Objective 1 = From the text about the word "acuity," reproduce word for word the part that opens with the words containing "This year, one" and closes with "on the site.".

*** Document text ***

Tracking the rise and fall of people's interest in the word "acuity" in relation to Joe Biden.

President Donald Trump, left, and President-elect Joe Biden, right.
President Donald Trump, left, and President-elect Joe Biden, right.Read moreBRENDAN SMIALOWSKI / MCT

Want to track the life and death of a bogus political narrative? Look to the words.

This year, one word in particular: acuity.

You heard this $5 word a lot in 2020. As critics of President-elect Joe Biden sought to cast doubt on whether he had the mental fitness for the job, mainstream and fringe media alike loved to talk about his acuity, defined as “keenness of perception.” When you look up a word on Merriam-Webster’s online dictionary, the site automatically selects recent examples of the word’s usage from news on the web; in a search this week for acuity, five of the eight examples cited Biden. It’s currently in the top 2% of words looked up on the site.

*** Recorded information ***

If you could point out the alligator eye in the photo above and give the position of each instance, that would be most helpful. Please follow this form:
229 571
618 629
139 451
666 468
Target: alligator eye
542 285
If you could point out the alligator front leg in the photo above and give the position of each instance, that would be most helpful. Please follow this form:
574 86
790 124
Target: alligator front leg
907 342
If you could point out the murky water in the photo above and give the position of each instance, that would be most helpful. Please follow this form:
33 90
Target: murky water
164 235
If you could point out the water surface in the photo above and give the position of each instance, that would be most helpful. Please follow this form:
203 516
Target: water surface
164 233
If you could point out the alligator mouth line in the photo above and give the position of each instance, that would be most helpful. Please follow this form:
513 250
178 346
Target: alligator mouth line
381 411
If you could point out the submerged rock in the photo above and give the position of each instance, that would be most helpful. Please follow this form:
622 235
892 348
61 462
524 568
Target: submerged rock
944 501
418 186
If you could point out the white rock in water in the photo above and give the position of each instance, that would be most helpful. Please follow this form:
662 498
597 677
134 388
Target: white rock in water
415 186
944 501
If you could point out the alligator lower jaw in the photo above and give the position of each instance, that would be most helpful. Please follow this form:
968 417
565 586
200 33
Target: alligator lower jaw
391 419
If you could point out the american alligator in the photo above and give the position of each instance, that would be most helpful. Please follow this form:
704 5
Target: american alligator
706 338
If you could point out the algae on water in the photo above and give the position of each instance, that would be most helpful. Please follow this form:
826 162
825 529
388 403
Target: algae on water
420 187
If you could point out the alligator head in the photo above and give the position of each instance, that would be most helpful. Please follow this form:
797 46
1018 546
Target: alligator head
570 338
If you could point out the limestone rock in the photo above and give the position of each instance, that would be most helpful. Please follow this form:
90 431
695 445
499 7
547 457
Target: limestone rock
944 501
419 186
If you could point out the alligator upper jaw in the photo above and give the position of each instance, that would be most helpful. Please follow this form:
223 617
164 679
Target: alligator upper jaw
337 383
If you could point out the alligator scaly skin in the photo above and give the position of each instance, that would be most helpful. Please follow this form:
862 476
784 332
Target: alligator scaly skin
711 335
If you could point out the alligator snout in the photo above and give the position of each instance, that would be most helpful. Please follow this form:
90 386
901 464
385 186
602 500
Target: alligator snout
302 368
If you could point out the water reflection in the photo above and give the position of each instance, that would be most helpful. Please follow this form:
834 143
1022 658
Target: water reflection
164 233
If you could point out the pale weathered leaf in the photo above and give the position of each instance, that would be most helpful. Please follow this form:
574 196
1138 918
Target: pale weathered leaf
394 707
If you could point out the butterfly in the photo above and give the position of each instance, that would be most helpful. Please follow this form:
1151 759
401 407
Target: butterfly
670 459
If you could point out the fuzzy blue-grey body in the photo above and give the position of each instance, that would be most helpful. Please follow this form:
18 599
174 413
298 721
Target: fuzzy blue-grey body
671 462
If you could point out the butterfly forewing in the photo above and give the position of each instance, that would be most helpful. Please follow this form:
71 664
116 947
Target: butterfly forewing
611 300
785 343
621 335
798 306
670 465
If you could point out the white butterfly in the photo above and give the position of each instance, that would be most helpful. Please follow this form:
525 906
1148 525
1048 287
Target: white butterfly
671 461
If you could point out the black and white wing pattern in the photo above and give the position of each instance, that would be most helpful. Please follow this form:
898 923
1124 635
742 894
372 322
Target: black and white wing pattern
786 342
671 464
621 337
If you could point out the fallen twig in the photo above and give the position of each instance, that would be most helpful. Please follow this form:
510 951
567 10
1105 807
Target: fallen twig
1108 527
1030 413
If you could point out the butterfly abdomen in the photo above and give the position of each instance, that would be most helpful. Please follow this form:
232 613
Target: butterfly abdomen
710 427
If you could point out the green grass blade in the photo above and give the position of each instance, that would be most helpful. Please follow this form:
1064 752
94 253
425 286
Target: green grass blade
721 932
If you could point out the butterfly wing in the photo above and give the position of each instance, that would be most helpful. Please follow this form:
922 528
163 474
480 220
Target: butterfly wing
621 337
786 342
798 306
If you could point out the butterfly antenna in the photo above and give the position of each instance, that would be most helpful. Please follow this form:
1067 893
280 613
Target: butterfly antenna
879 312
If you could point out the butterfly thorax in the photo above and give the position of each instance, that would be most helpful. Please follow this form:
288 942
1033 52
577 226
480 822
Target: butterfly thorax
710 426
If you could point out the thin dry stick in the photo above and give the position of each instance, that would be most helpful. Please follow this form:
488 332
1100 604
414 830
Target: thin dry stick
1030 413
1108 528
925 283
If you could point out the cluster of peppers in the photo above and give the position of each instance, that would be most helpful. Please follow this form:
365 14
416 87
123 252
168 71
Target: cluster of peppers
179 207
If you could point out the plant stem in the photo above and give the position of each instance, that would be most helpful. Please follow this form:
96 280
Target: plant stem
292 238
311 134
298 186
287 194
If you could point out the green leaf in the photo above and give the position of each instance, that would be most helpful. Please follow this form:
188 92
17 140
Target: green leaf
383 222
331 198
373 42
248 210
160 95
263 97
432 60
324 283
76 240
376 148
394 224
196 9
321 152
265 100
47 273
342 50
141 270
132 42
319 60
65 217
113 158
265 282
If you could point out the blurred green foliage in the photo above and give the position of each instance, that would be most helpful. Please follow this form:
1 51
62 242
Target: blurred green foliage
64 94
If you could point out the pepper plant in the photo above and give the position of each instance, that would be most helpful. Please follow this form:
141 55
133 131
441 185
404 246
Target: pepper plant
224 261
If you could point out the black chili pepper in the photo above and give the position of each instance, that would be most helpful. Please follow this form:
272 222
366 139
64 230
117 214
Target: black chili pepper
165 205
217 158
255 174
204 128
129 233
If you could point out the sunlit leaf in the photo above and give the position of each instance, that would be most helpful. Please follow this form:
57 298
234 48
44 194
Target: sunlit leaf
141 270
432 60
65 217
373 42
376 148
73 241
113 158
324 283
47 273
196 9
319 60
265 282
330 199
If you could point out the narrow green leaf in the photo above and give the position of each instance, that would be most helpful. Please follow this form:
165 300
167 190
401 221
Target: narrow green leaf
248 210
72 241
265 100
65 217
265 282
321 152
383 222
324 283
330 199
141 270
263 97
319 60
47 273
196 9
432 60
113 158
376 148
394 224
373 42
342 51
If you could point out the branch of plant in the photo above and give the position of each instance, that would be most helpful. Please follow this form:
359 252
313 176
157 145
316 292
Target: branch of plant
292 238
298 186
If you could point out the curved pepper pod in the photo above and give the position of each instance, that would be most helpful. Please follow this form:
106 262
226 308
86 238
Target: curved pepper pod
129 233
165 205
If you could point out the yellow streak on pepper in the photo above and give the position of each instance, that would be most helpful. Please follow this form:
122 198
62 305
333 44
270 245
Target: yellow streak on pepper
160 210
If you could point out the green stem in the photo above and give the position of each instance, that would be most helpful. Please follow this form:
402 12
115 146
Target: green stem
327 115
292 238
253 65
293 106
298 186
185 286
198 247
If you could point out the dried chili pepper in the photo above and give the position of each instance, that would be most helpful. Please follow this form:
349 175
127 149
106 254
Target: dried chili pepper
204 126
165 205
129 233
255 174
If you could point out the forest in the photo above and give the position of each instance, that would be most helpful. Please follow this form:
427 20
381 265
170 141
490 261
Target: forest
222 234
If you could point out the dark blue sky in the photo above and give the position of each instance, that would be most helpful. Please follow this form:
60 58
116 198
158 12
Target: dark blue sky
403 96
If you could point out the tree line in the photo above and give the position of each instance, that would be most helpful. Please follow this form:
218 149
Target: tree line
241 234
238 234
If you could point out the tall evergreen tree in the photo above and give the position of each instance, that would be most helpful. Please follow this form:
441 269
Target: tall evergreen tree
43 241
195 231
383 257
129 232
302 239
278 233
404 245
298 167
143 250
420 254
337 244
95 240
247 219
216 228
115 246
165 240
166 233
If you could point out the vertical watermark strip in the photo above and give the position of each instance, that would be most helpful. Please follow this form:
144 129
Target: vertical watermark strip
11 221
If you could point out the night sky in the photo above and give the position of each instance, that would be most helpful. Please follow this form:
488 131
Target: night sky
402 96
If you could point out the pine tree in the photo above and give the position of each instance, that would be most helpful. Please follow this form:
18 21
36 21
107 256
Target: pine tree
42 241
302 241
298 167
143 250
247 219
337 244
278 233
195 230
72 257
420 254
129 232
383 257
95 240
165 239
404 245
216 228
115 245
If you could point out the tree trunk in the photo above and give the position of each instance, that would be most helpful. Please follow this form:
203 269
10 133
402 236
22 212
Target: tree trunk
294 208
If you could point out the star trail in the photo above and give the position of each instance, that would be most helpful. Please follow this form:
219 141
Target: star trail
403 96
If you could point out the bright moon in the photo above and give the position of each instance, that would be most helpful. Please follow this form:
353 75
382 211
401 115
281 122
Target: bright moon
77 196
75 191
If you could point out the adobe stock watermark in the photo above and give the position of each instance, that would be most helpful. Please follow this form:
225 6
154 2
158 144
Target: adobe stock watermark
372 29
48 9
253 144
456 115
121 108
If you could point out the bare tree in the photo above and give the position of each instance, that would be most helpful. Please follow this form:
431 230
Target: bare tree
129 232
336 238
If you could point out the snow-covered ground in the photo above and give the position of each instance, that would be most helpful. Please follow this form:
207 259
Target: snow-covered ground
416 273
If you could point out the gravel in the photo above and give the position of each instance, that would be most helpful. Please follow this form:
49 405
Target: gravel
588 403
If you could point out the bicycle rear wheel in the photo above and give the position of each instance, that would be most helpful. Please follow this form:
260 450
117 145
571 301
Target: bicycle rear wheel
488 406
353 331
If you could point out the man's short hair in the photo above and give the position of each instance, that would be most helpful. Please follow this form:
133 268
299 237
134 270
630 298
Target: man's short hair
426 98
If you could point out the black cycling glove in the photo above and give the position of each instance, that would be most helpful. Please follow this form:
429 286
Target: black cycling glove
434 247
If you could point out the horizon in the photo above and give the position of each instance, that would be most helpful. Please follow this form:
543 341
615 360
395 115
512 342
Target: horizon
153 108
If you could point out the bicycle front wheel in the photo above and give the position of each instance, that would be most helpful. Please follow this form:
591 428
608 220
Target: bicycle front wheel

***

Objective 2 = Give only the number of lines in the entries that contain the string "blue".

Final result 1 =
This year, one word in particular: acuity.

You heard this $5 word a lot in 2020. As critics of President-elect Joe Biden sought to cast doubt on whether he had the mental fitness for the job, mainstream and fringe media alike loved to talk about his acuity, defined as “keenness of perception.” When you look up a word on Merriam-Webster’s online dictionary, the site automatically selects recent examples of the word’s usage from news on the web; in a search this week for acuity, five of the eight examples cited Biden. It’s currently in the top 2% of words looked up on the site.

Final result 2 = 4